_Brief_. Please extract each line below that contains the string "plank". Case counts.

BEGIN

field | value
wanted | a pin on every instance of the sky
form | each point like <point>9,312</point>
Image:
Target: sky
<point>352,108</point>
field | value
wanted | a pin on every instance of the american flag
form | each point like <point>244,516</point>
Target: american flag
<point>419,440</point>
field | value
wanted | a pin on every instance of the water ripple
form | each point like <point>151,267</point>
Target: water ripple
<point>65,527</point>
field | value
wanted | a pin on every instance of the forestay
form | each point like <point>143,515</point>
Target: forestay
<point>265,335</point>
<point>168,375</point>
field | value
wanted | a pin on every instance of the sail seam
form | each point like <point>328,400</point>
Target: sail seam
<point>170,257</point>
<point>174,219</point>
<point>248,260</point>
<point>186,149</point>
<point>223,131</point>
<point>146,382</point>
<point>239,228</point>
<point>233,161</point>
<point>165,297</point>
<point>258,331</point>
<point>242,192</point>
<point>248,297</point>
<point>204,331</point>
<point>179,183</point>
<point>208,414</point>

END
BEGIN

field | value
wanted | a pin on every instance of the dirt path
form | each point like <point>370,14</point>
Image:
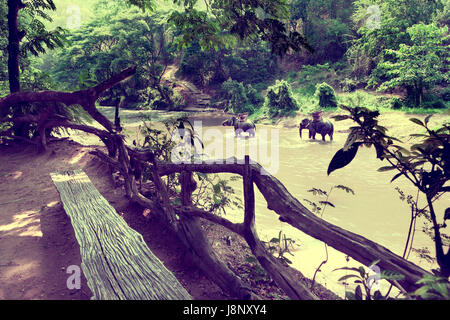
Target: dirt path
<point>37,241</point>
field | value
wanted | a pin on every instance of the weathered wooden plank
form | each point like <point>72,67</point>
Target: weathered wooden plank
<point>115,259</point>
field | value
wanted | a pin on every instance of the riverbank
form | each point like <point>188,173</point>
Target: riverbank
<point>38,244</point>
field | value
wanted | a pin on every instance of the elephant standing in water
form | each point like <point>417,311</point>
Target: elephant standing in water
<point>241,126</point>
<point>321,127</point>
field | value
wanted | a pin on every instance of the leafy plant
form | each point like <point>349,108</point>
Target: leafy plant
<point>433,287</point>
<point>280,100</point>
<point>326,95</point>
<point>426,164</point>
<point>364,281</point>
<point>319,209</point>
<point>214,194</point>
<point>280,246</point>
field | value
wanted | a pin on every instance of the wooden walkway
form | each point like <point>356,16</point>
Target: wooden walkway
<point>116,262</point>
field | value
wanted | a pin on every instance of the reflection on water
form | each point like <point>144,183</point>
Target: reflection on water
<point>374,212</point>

END
BEGIN

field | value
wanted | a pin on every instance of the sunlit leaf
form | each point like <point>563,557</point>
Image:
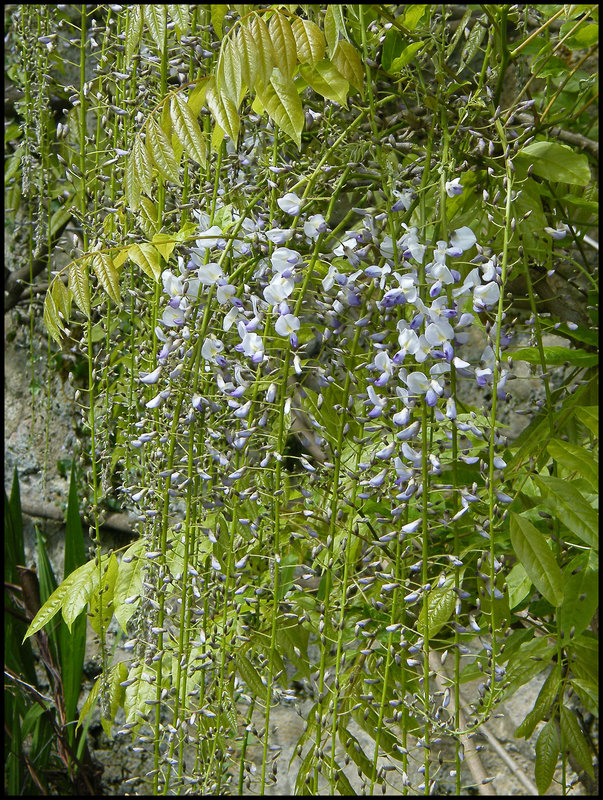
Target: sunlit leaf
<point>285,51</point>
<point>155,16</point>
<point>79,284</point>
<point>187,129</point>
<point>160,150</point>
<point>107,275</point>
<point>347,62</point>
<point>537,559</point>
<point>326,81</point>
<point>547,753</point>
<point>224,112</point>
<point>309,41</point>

END

_Response to this task_.
wanted | a pin on every instance of the weathered wooden plank
Target: weathered wooden plank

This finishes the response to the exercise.